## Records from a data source
◆ ◆ ◆ ◆

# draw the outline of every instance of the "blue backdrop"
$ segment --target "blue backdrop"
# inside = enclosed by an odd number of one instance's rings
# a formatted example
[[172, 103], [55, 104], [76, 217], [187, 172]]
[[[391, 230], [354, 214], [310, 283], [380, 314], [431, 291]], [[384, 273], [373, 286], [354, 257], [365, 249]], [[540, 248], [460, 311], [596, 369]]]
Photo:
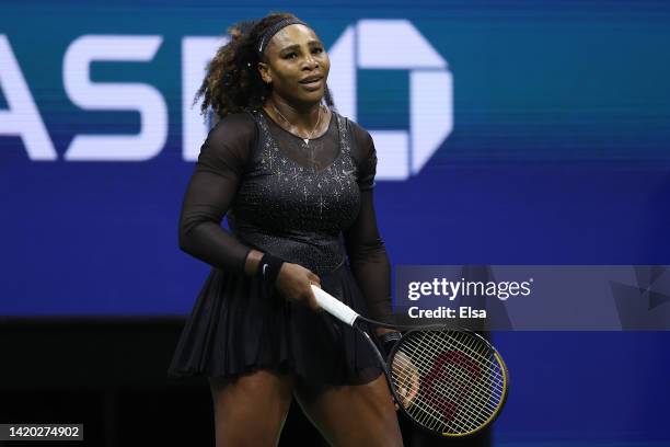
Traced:
[[[276, 10], [314, 26], [340, 111], [374, 131], [394, 264], [670, 264], [670, 4], [4, 1], [1, 314], [190, 310], [208, 267], [176, 241], [187, 61]], [[670, 445], [668, 342], [495, 334], [496, 445]]]

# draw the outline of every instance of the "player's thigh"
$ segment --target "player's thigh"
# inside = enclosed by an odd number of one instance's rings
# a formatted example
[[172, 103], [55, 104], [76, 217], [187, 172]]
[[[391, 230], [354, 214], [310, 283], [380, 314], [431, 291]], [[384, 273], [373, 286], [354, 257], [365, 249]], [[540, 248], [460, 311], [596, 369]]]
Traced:
[[402, 446], [397, 416], [381, 375], [369, 383], [315, 389], [296, 386], [300, 406], [334, 446]]
[[210, 378], [217, 446], [275, 446], [291, 403], [288, 374], [258, 370], [235, 379]]

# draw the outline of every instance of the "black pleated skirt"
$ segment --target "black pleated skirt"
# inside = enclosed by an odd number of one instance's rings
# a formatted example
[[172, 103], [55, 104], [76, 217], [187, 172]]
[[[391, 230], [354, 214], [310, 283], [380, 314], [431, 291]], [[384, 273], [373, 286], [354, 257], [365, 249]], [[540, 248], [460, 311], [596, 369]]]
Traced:
[[[321, 286], [361, 314], [363, 297], [348, 266], [323, 274]], [[288, 302], [256, 278], [213, 268], [168, 371], [235, 377], [258, 369], [290, 371], [309, 385], [360, 385], [382, 373], [362, 335], [324, 311]]]

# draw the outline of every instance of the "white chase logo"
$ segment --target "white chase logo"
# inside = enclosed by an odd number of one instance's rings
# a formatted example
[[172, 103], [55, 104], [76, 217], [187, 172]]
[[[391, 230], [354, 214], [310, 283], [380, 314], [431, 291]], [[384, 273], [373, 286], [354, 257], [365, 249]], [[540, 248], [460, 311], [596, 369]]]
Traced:
[[[168, 139], [168, 105], [146, 83], [92, 82], [91, 64], [150, 62], [162, 36], [84, 35], [68, 47], [62, 64], [65, 91], [73, 104], [90, 111], [136, 111], [136, 135], [78, 135], [62, 158], [71, 161], [146, 161], [158, 156]], [[220, 37], [182, 38], [183, 158], [194, 161], [207, 126], [193, 96], [204, 67]], [[348, 26], [328, 50], [328, 84], [339, 112], [356, 119], [358, 69], [409, 70], [409, 129], [369, 129], [379, 150], [378, 180], [404, 180], [417, 174], [453, 128], [453, 82], [447, 61], [406, 20], [360, 20]], [[398, 57], [402, 55], [402, 57]], [[0, 111], [0, 136], [19, 136], [31, 160], [58, 159], [30, 88], [5, 35], [0, 34], [0, 89], [8, 108]]]

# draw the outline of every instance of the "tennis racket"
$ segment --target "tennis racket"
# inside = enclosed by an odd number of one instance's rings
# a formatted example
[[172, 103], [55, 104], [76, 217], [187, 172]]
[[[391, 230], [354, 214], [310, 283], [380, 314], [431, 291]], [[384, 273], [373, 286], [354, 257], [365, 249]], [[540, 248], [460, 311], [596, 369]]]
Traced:
[[489, 425], [503, 410], [509, 387], [507, 366], [481, 335], [443, 326], [414, 328], [384, 359], [357, 322], [404, 326], [367, 319], [321, 288], [312, 286], [312, 290], [326, 312], [356, 328], [370, 343], [395, 402], [418, 426], [440, 436], [467, 436]]

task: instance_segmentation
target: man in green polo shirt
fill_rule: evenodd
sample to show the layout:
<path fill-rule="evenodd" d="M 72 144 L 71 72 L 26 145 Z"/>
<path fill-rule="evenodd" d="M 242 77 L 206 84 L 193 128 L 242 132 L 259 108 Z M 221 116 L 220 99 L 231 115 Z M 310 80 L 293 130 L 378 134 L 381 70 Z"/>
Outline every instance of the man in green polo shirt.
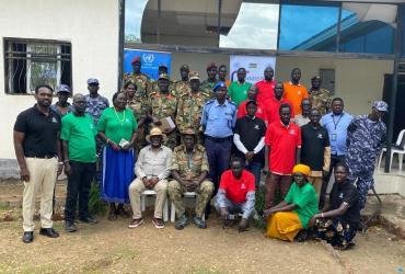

◆ ◆ ◆ ◆

## Job
Reproduce every line of the entries above word for word, leaving out the pictures.

## Solution to this problem
# draw the outline of every instance of the "blue backdrop"
$ segment --target "blue backdrop"
# inside = enclosed by an odd number of one instance's rings
# a formatted example
[[172, 103], [55, 104], [76, 217], [187, 172]]
[[[391, 230], [354, 214], [310, 283], [380, 314], [431, 291]], [[384, 273], [373, 286], [354, 257], [365, 249]], [[540, 248], [460, 311], [596, 369]]]
Photo:
Traced:
[[[276, 10], [314, 26], [340, 111], [374, 131], [394, 264], [670, 264], [670, 4], [4, 1], [1, 314], [190, 310], [208, 267], [176, 241], [187, 61]], [[670, 445], [668, 342], [495, 334], [496, 445]]]

# draw the outline of every instance of the "player's thigh"
$ segment --target "player's thigh"
# inside = enclosed by an odd number of one instance's rings
# a formatted example
[[172, 103], [55, 104], [76, 217], [187, 172]]
[[[391, 230], [354, 214], [310, 283], [380, 314], [431, 291]], [[384, 273], [373, 286], [354, 257], [365, 249]], [[540, 248], [460, 311], [596, 369]]]
Traced:
[[402, 446], [397, 416], [381, 375], [369, 383], [315, 389], [296, 386], [300, 406], [334, 446]]
[[210, 378], [217, 446], [275, 446], [291, 403], [288, 374], [258, 370], [235, 379]]

# draw the outline of every instance of the "black pleated skirt"
$ segment --target "black pleated skirt"
# inside = enclosed by an odd number of one instance's rings
# a formatted example
[[172, 103], [55, 104], [76, 217], [187, 172]]
[[[391, 230], [354, 214], [310, 283], [380, 314], [431, 291]], [[384, 273], [373, 286], [354, 257], [365, 249]], [[540, 248], [460, 311], [596, 369]]]
Traced:
[[[321, 286], [361, 314], [363, 297], [348, 266], [323, 274]], [[288, 302], [256, 278], [213, 268], [168, 371], [235, 377], [258, 369], [290, 371], [309, 385], [360, 385], [382, 373], [362, 335], [324, 311]]]

# draw the outline of every instance of the "white chase logo"
$ segment --target "white chase logo"
# inside = enclosed by an odd number of one instance's rings
# a formatted example
[[172, 103], [55, 104], [76, 217], [187, 172]]
[[[391, 230], [354, 214], [310, 283], [380, 314], [431, 291]], [[384, 273], [373, 286], [354, 257], [365, 249]], [[540, 248], [460, 311], [596, 369]]]
Traced:
[[[168, 139], [168, 105], [146, 83], [92, 82], [91, 64], [150, 62], [162, 36], [84, 35], [68, 47], [62, 64], [65, 91], [73, 104], [90, 111], [136, 111], [136, 135], [78, 135], [62, 158], [71, 161], [146, 161], [158, 156]], [[220, 37], [182, 38], [183, 158], [194, 161], [207, 126], [193, 96], [204, 67]], [[348, 26], [328, 50], [328, 84], [339, 112], [356, 119], [358, 69], [409, 70], [409, 129], [369, 129], [379, 150], [378, 180], [404, 180], [417, 174], [453, 128], [453, 82], [447, 61], [406, 20], [360, 20]], [[398, 57], [402, 55], [402, 57]], [[0, 111], [0, 136], [19, 136], [31, 160], [58, 159], [30, 88], [5, 35], [0, 34], [0, 89], [8, 108]]]

# draw the outline of every instance of the "tennis racket"
$ segment --target "tennis racket"
# inside = enclosed by an odd number of one instance's rings
# a formatted example
[[172, 103], [55, 104], [76, 217], [187, 172]]
[[[391, 230], [354, 214], [310, 283], [380, 314], [431, 291]], [[384, 273], [373, 286], [354, 257], [365, 249]], [[540, 248], [460, 311], [596, 369]]]
Traced:
[[489, 425], [503, 410], [509, 387], [507, 366], [481, 335], [443, 326], [414, 328], [384, 359], [357, 322], [404, 326], [367, 319], [321, 288], [312, 286], [312, 290], [326, 312], [356, 328], [370, 343], [395, 402], [418, 426], [440, 436], [467, 436]]

task: instance_segmentation
target: man in green polo shirt
fill_rule: evenodd
sample to show the layout:
<path fill-rule="evenodd" d="M 72 144 L 71 72 L 26 145 Z"/>
<path fill-rule="evenodd" d="M 242 77 L 206 84 L 193 128 L 242 132 L 259 108 Z M 221 116 L 220 99 L 231 115 Z M 310 80 L 293 130 L 378 134 L 381 70 Z"/>
Outline every instance of the man in green polo shirt.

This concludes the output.